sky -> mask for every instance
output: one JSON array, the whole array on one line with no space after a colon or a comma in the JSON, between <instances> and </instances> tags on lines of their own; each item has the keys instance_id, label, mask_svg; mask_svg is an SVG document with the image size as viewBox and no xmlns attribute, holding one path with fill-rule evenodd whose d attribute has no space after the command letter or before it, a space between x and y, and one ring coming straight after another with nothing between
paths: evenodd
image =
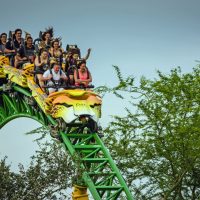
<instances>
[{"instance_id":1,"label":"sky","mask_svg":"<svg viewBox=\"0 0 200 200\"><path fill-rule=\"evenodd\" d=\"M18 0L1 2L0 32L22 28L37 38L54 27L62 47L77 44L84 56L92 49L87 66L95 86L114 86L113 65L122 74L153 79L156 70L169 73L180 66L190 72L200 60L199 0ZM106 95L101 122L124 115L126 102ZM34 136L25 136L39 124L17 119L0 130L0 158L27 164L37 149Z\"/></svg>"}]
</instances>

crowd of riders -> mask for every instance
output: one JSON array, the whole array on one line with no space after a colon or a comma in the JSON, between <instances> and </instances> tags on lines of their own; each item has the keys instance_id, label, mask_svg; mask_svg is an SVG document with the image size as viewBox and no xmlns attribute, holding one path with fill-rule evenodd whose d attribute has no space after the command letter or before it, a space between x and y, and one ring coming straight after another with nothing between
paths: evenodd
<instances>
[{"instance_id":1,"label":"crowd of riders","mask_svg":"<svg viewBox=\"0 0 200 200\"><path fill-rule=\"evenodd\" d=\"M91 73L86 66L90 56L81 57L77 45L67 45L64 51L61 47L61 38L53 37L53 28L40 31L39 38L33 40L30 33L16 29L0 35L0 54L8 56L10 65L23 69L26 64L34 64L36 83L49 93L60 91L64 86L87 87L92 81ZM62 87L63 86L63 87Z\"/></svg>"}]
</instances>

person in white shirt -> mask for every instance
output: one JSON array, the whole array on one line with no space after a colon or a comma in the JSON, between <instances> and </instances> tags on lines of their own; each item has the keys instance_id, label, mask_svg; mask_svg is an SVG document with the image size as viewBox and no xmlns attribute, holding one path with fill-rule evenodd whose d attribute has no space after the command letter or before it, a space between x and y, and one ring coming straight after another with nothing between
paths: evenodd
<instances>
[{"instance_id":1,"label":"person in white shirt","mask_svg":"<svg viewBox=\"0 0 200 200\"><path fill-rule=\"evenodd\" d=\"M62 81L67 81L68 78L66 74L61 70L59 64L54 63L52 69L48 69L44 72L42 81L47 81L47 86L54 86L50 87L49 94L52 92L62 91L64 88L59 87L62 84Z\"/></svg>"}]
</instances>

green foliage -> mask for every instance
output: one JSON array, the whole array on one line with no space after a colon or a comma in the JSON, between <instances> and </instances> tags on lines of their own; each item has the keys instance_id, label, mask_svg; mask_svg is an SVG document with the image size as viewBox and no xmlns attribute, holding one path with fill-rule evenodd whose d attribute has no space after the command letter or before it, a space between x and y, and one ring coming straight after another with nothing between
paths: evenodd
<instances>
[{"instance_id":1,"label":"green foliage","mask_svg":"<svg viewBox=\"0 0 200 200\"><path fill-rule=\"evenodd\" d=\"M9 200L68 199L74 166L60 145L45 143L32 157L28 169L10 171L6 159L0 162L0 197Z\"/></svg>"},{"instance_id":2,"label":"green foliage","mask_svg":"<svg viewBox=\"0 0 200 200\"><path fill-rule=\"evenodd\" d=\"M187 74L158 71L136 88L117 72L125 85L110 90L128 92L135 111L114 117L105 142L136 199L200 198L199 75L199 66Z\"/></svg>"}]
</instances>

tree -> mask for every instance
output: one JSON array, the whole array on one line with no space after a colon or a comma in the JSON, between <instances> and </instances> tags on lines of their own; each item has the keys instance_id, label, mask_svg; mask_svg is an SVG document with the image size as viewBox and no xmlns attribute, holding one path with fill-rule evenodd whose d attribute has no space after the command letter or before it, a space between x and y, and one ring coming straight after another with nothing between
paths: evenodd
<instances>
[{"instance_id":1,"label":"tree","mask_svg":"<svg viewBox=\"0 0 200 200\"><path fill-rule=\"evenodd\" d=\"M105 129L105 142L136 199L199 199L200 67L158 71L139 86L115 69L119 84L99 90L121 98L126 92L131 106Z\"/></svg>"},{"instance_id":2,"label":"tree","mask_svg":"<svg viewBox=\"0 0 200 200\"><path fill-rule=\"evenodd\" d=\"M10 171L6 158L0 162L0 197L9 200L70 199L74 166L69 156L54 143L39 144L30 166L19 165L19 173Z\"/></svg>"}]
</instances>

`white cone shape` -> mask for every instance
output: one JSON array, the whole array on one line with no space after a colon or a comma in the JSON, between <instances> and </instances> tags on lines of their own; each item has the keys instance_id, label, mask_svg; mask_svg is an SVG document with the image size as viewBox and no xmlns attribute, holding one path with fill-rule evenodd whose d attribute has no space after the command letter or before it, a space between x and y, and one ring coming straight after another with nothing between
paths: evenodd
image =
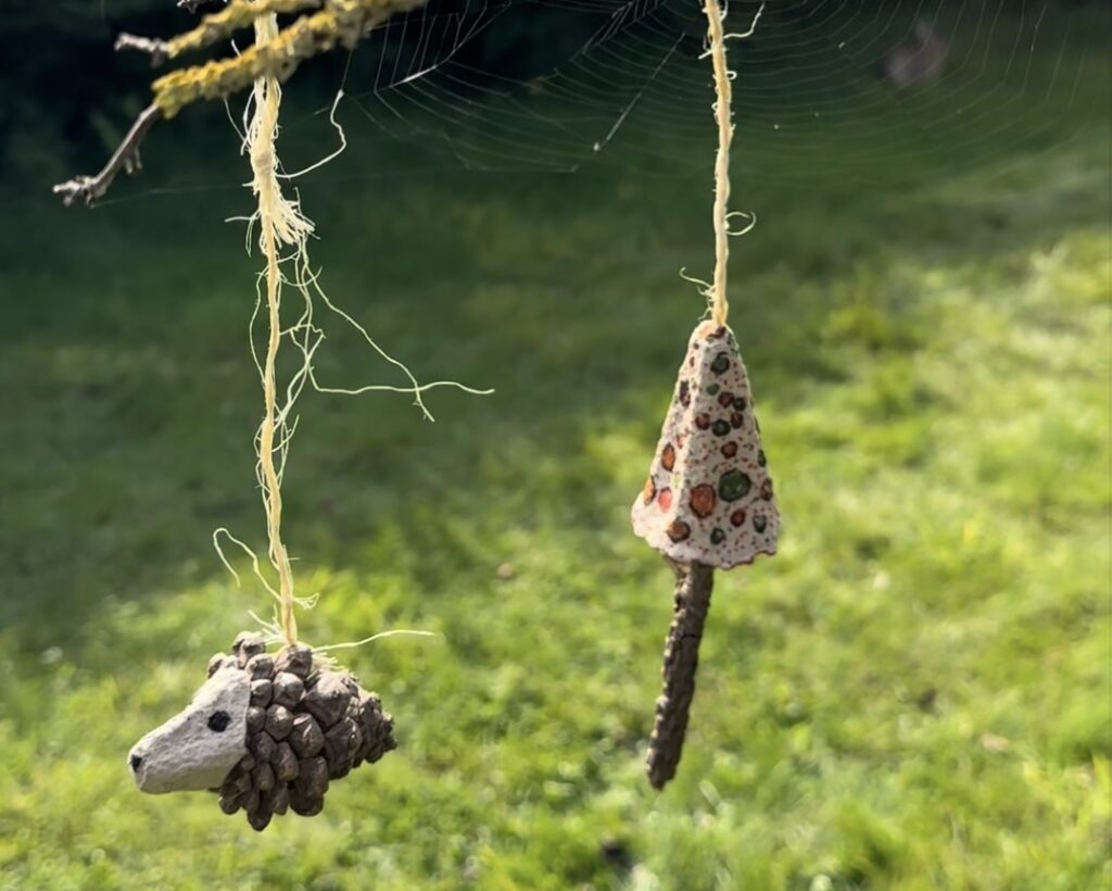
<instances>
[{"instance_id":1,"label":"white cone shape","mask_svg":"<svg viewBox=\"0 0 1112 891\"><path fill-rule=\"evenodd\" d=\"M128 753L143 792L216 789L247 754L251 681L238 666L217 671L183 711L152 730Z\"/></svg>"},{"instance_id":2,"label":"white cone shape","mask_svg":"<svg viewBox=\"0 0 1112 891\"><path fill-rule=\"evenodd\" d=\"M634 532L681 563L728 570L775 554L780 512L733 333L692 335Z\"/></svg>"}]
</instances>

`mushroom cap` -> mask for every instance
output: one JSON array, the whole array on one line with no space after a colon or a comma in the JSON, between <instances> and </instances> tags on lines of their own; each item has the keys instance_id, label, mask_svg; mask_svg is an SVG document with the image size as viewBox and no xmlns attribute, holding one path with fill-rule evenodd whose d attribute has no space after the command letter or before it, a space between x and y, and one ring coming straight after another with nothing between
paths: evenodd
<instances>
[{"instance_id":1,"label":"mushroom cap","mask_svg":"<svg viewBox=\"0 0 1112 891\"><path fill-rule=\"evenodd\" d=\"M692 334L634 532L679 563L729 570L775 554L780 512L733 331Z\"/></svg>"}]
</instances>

==

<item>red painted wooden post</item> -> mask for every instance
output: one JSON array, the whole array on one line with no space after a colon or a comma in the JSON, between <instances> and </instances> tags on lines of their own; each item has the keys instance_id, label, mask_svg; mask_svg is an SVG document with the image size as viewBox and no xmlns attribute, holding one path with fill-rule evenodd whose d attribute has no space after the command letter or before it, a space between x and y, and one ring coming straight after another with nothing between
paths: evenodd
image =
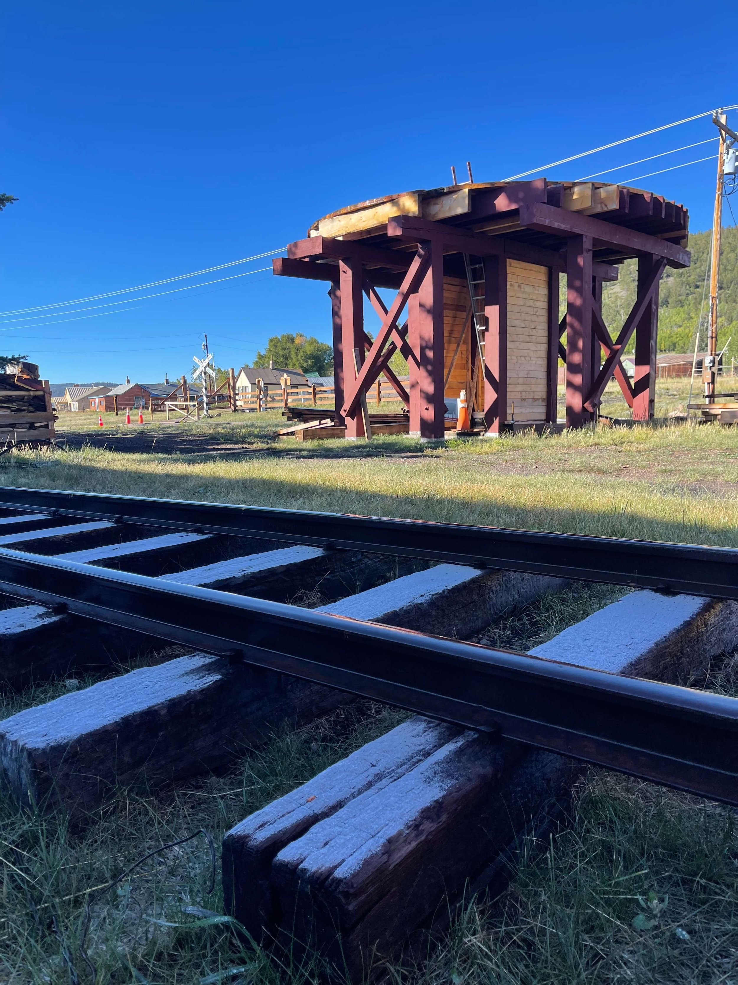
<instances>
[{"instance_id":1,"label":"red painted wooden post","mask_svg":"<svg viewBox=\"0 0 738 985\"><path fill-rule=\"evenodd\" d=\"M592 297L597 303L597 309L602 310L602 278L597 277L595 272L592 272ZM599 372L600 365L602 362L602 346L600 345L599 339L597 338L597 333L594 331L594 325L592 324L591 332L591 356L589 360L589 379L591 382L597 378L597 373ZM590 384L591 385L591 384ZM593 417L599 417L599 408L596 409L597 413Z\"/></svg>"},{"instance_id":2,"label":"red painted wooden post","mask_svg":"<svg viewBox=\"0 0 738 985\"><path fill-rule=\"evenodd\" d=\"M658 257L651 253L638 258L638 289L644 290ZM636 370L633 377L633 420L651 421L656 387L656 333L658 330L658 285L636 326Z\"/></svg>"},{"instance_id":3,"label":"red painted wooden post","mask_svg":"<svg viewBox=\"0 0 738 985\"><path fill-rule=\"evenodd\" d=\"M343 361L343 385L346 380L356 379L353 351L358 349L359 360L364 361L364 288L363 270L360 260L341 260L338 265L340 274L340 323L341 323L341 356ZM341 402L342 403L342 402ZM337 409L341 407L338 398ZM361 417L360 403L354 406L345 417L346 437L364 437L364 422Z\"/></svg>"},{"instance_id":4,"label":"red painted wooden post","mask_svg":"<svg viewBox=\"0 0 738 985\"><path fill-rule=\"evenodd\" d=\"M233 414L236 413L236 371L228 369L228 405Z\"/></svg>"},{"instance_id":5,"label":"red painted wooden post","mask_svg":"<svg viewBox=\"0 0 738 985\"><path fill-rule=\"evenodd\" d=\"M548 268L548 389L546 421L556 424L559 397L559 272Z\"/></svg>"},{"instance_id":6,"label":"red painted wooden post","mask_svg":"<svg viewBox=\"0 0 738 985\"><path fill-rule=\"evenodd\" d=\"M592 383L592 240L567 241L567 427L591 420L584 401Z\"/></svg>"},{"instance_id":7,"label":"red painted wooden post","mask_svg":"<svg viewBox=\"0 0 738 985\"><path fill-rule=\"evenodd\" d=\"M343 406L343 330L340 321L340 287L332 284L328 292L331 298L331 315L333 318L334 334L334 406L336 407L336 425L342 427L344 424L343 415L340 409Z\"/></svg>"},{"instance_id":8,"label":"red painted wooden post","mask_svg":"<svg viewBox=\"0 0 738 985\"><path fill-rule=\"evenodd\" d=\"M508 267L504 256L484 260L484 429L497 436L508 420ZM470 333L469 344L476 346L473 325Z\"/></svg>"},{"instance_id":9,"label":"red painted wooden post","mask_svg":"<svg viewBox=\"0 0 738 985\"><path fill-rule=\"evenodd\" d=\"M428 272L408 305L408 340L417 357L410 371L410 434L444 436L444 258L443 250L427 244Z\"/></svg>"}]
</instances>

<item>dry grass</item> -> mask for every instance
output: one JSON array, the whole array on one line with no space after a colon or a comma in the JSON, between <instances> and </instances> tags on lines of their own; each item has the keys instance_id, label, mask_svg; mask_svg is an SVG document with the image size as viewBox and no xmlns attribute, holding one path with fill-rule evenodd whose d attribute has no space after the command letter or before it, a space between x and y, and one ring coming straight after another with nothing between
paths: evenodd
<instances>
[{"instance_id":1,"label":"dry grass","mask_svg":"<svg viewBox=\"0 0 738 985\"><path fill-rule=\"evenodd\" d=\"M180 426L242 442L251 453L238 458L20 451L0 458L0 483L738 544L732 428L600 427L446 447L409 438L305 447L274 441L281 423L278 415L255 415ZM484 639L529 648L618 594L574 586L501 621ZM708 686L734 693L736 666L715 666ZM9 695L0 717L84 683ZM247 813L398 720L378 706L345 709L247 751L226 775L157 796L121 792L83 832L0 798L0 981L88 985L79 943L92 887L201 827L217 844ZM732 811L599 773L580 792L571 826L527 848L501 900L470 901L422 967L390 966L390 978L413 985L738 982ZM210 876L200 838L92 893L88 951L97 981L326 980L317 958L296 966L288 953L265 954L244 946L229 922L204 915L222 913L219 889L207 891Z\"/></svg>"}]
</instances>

> **WHAT TO PRODUCE**: Collect every line from the rows above that contains the word "shirt", and copy each one out in full.

> **REPLY TO THE TASK**:
person in white shirt -> mask for every instance
[{"instance_id":1,"label":"person in white shirt","mask_svg":"<svg viewBox=\"0 0 200 200\"><path fill-rule=\"evenodd\" d=\"M62 81L67 81L68 78L66 74L61 70L59 64L54 63L52 69L48 69L44 72L42 81L47 81L47 86L54 86L50 87L49 94L52 92L62 91L64 88L59 87L62 84Z\"/></svg>"}]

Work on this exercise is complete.